**SHORT PROBLEM:** Reproduce every one of the records below word for word, from the first to the last.

**DATA SECTION:**
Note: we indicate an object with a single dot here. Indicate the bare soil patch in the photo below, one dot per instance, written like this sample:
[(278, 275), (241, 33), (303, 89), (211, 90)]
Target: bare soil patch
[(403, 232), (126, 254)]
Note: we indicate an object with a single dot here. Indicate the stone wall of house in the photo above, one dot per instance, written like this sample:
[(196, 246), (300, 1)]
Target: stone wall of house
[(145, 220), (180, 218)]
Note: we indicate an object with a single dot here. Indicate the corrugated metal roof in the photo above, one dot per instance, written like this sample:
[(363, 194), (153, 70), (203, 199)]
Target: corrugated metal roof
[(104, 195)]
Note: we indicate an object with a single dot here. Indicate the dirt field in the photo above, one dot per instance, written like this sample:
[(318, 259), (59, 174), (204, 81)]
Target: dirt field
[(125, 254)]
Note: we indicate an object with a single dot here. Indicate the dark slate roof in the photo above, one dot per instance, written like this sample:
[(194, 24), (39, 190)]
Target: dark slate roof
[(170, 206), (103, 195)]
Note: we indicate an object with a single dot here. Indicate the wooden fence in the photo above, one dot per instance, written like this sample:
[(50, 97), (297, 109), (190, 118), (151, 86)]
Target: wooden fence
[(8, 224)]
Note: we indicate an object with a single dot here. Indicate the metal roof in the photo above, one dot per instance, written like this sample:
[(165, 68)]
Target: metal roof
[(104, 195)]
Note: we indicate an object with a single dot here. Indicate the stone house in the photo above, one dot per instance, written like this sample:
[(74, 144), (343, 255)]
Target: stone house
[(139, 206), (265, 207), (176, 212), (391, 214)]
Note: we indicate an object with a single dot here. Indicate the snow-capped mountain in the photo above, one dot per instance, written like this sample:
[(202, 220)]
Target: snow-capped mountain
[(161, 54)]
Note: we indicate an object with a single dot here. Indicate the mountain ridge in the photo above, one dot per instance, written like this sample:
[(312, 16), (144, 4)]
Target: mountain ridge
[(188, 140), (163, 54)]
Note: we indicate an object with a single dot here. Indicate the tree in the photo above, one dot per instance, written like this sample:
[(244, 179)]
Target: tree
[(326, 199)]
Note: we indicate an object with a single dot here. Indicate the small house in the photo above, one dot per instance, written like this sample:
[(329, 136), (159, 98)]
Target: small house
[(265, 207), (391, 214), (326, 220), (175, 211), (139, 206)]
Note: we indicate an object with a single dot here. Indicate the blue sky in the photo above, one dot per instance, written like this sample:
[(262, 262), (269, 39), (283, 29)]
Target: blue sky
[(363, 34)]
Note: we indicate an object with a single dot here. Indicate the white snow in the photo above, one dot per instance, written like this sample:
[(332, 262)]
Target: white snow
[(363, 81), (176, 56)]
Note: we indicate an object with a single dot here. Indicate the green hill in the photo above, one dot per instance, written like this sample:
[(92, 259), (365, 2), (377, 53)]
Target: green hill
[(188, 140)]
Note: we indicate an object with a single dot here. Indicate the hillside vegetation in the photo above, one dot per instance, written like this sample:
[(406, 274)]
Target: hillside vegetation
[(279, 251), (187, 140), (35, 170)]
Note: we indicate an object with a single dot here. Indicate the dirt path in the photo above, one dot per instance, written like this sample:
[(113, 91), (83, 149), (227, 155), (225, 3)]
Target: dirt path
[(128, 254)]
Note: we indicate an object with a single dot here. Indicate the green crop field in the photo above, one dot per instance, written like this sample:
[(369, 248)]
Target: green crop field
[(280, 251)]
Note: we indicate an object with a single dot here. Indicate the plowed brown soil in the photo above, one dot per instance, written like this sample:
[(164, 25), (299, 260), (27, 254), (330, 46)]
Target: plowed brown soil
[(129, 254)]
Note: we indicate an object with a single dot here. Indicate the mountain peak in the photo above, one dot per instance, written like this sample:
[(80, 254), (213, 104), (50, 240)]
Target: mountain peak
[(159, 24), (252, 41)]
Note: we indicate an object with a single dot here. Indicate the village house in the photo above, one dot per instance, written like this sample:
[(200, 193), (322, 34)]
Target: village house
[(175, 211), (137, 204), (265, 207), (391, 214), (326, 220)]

**WRITTEN RESPONSE:**
Note: we indicate an object with a single dot here. Indicate the bare soil patch in the photo below, one dot per instance, written like this sample:
[(278, 275), (241, 33), (303, 89), (211, 90)]
Target: bare soil patch
[(403, 232), (126, 254)]
Note: we indicate an object with a single dot here. Indicate the stone wall of house in the photo above, one dot per instance, written like this sample:
[(196, 246), (300, 1)]
Target: stone wall of house
[(145, 220), (180, 218)]
Note: we indicate an object with a single dot here. Indicate the corrugated metal roof in the photo above, one dot per instance, written like this sample:
[(363, 194), (153, 70), (203, 199)]
Target: corrugated metal roof
[(104, 195)]
Note: we indicate an object with a single dot here. Indicate the dirt field in the photo above, one dot per instance, written like this sample:
[(318, 259), (59, 174), (204, 81)]
Target: dirt field
[(125, 254)]
Note: we indicate an object with a single dot here. Indicate the dark slate roof in the photo above, one dot per instance, written like this sample:
[(194, 24), (39, 190)]
Target: dark slate roof
[(170, 206), (103, 195)]
Note: we indicate an object with a single dot here. Indicate the wooden fence in the photo above, one dot per instance, written like this sample:
[(50, 97), (297, 109), (190, 118), (151, 86)]
Target: wooden fence
[(8, 224)]
Note: we indicate an object with a single dot here. Indicate the metal roof in the photo above, one dot per instance, written like this sample:
[(165, 68)]
Target: metal roof
[(104, 195)]
Note: we indicate an object with a single dot here. Indicate the stone house in the photo above, one dot per instance, written like this sample:
[(74, 144), (343, 255)]
Target: stone house
[(139, 206), (265, 207), (176, 212), (391, 214)]
Note: we indicate an object with a single dot here. Indicate the snow-capped mountain in the photo above, one dot per instance, written like this sample:
[(202, 220)]
Target: snow-capped mountain
[(161, 54)]
Note: we indicate an object with a single dot here. Indicate the mountain ridge in the photo above, one dot per instance, written like this sample:
[(312, 16), (144, 4)]
Target: mountain ridge
[(188, 140), (163, 54)]
Note: we indicate an object with a single dot here. Indicate the tree in the photo above, one dot per instance, written like this sample:
[(244, 179)]
Target: tree
[(326, 199)]
Note: we indicate an object with a single dot here. Indicate the small house in the photo above, one dot per instance, written like this sample:
[(329, 136), (159, 98)]
Target: small house
[(265, 207), (391, 214), (326, 220), (175, 211), (139, 206)]
Note: we indicate an object with a single dot here. Indicate the blue sky in the photo above, one dot per instance, written like this sample:
[(262, 262), (269, 39), (283, 29)]
Target: blue sky
[(363, 34)]
Note: we indicate an object with a single dot here. Indicate the white snow in the photo above, one dot per instance, written like this sample:
[(332, 262)]
Target: white snow
[(363, 81), (176, 56)]
Note: we indicate an object with a single dot here. Indicate the green hill in the photo above, one dot per instance, written like this sample:
[(92, 259), (365, 2), (377, 53)]
Target: green hill
[(188, 140)]
Note: we indicate an object with a single dot here. Indicate the hillside vegetation in the photo above, one dot per instance, written like this sample:
[(406, 274)]
Target: hillside vegetation
[(279, 251), (187, 140), (35, 170)]
Note: we indicate an object with a single dot here. Indicate the dirt path in the photo above, one dot per instance, written like this sample:
[(113, 91), (83, 149), (227, 155), (225, 3)]
Target: dirt path
[(128, 254)]
Note: we indicate an object with a single dot here. Indicate the green crop field in the photo above, one dot per instance, written like this sample:
[(369, 248)]
Target: green crop field
[(280, 251)]
Note: we indicate an object with a single dot here. Indicate the plowed brown soil in the photo above, one dot per instance, written like this sample:
[(164, 25), (299, 260), (27, 254), (330, 46)]
Target: plowed brown soil
[(129, 254)]
Note: we indicate an object with a single dot here. Indicate the mountain peak in the photo above, one dot per instance, written like this sample:
[(80, 254), (213, 104), (50, 240)]
Target: mountain peak
[(159, 24), (252, 41)]
Note: we indicate an object with a single dot here. Indicate the village house in the photo above, one dot per instance, written like this sample:
[(200, 193), (322, 34)]
Target: village house
[(175, 211), (137, 204), (265, 207), (391, 214), (326, 220)]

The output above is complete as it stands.